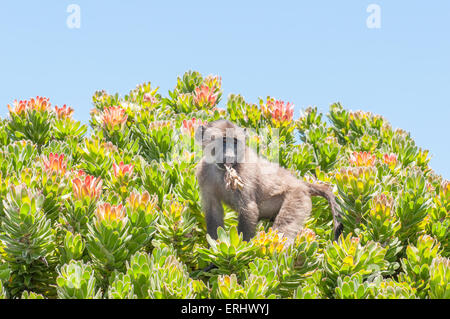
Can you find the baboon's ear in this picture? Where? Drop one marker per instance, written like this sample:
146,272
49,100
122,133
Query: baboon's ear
199,134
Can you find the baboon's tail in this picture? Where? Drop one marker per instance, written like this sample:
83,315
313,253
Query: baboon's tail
324,191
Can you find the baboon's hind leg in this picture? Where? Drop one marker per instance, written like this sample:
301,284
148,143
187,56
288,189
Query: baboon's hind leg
293,213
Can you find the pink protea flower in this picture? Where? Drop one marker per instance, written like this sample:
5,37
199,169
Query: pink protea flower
113,116
88,187
55,163
150,98
110,213
19,107
390,159
40,104
63,112
362,159
189,126
204,96
122,169
213,82
278,110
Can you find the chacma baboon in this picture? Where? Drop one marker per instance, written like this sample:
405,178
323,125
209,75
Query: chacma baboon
265,190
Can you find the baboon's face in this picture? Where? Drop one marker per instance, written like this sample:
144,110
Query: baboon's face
223,143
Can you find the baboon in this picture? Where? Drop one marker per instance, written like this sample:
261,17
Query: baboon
266,190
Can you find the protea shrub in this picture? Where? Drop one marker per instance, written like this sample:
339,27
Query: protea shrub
115,211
========
▶ TASK GOAL
Output as a Markdown table with the columns "Row" and "Record line" every line of the records, starting at the line that contains "Can you find the baboon's face" and ending at the last line of the records, both included, one line per row, numbered in order, with blank lines left out.

▶ RESULT
| Row | Record line |
|---|---|
| 1 | Can you find the baboon's face in this picture? Where? Drop one marker per instance, written like this sample: |
| 2 | 144,110 |
| 3 | Query: baboon's face |
| 4 | 223,143 |
| 5 | Can you find the baboon in this picture? Where? Drop one marker per instance, written like this sample: |
| 6 | 261,17 |
| 7 | Query: baboon |
| 8 | 266,190 |
| 9 | Can you find the protea shrub in this picture? Where? Drop one marker per instance, written like this sample: |
| 10 | 339,27 |
| 11 | Query: protea shrub |
| 12 | 115,211 |